*** Text segment Section Begins ***

You could recall that it was in the same month of July that five Nigerian soldiers were declared wanted for absconding with millions of naira belonging to a VIP they were escorting. That’s just the tip of the iceberg in many cases of fraud and disloyalty growing with disheartening prevalence. Mockery and ridicule have been employed as recruitment tools by the majority who have accepted stealing as a way of life. The stories fill the news everyday.
There are excuses though, “Nigerian Leaders are thieves, they are only there looting public funds in large sums. And they do so with utmost impunity. So why should I not do the same when I have the chance”? This is the defense line of an average Nigerian whenever the question of honesty comes into play. The soldiers who scampered with the millions of naira they were escorting had been handling such transactions involving huge amount of money for so long. So they know the drill, most of these transactions are illicit, and their principals live off it to the penury and jealousy of their subordinates.
The Nigerian Army has not been able to explain what the millions being escorted from Sokoto to Abuja was meant for, and the VIP, Mr. Okiti, an Army commander, is yet to make any explanatory statement about the huge sum. It’s a constant display of impunity that has always put sensitive conscience on a state of dichotomy, and it’s only those who developed their conscience on the staunch of fidelity that can resist the urge to join them when obviously they can’t beat them. ACM Bashir Umar is one of those. There is always a question of what do you have to gain on the side of morality when there is impunity to be enjoyed on the other side?
Bashir Umar received a double promotion to corporal, Josephine Agwu also was promoted at her place of work, and appreciative Nigerians donated money to her to the tone of 1.4 million naira. But the objective in being honest is never to be promoted or to be praised financially by people.

*** Text segment Section Ends ***
*** Record excerpts Section Begins ***

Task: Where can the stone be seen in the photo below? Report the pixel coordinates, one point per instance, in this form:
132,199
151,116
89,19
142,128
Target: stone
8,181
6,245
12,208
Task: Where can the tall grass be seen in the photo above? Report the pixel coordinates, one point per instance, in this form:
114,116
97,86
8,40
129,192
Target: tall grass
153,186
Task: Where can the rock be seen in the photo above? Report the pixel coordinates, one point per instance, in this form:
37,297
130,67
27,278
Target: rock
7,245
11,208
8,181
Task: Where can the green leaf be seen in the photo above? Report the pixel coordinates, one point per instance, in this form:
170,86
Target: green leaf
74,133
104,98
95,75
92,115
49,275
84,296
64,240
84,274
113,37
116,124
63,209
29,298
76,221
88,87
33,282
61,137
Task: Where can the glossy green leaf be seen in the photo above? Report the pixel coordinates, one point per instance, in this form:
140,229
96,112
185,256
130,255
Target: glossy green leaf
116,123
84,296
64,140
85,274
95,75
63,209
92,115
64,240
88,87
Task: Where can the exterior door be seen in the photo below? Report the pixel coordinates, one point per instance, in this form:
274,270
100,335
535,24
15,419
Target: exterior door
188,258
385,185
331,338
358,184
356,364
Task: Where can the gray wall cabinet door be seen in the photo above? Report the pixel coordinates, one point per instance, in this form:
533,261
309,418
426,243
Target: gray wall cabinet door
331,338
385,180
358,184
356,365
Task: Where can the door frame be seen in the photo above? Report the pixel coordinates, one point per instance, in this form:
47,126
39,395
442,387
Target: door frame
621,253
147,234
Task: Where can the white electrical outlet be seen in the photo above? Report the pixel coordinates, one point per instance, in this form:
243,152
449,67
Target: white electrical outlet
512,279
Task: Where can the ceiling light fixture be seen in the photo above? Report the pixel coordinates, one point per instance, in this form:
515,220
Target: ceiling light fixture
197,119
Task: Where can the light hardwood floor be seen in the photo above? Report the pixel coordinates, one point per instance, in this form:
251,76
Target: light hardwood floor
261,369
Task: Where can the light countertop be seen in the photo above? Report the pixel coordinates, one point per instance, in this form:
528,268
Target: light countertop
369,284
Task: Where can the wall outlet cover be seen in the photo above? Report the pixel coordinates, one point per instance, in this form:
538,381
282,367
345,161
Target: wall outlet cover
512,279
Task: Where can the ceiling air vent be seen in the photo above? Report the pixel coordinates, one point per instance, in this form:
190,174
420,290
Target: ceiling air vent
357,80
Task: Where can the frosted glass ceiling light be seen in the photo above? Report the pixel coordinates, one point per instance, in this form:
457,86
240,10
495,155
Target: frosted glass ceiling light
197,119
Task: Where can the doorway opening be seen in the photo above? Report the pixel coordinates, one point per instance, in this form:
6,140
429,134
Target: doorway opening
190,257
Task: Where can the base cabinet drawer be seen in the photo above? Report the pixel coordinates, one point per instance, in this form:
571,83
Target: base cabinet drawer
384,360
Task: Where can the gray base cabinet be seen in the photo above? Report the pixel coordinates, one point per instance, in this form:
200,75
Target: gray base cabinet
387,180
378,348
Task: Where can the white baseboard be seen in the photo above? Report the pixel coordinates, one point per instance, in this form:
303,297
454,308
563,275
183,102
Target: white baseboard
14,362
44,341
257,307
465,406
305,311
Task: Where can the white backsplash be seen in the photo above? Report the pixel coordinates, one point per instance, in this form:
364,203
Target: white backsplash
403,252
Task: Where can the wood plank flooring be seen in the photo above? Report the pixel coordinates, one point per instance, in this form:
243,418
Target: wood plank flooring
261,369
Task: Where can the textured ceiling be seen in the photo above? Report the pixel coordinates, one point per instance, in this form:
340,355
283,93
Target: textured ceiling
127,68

*** Record excerpts Section Ends ***

* What you will do
1. Reproduce the commentary on honesty between "You could recall" and "the news everyday.", inclusive.
2. Answer these questions using the commentary on honesty:
(a) How many Nigerian soldiers were declared wanted in July?
(b) Between which two places were the millions of naira being escorted?
(c) To what rank was Bashir Umar promoted?
3. State whether each statement agrees with the commentary on honesty, and quote the words that decide it.
(a) Mr. Okiti has issued a statement explaining the large sum of money.
(b) Josephine Agwu received donations totaling 1.4 million naira.
(c) The soldiers who fled with the money had little prior experience handling large sums.
The records above were taken from a separate source that has no connection to the commentary on honesty.

* Exercise responses
1.
You could recall that it was in the same month of July that five Nigerian soldiers were declared wanted for absconding with millions of naira belonging to a VIP they were escorting. That’s just the tip of the iceberg in many cases of fraud and disloyalty growing with disheartening prevalence. Mockery and ridicule have been employed as recruitment tools by the majority who have accepted stealing as a way of life. The stories fill the news everyday.

2.
(a) Five.
(b) From Sokoto to Abuja.
(c) Corporal, through a double promotion.

3.
(a) No: "is yet to make any explanatory statement about the huge sum"
(b) Yes: "appreciative Nigerians donated money to her to the tone of 1.4 million naira"
(c) No: "had been handling such transactions involving huge amount of money for so long"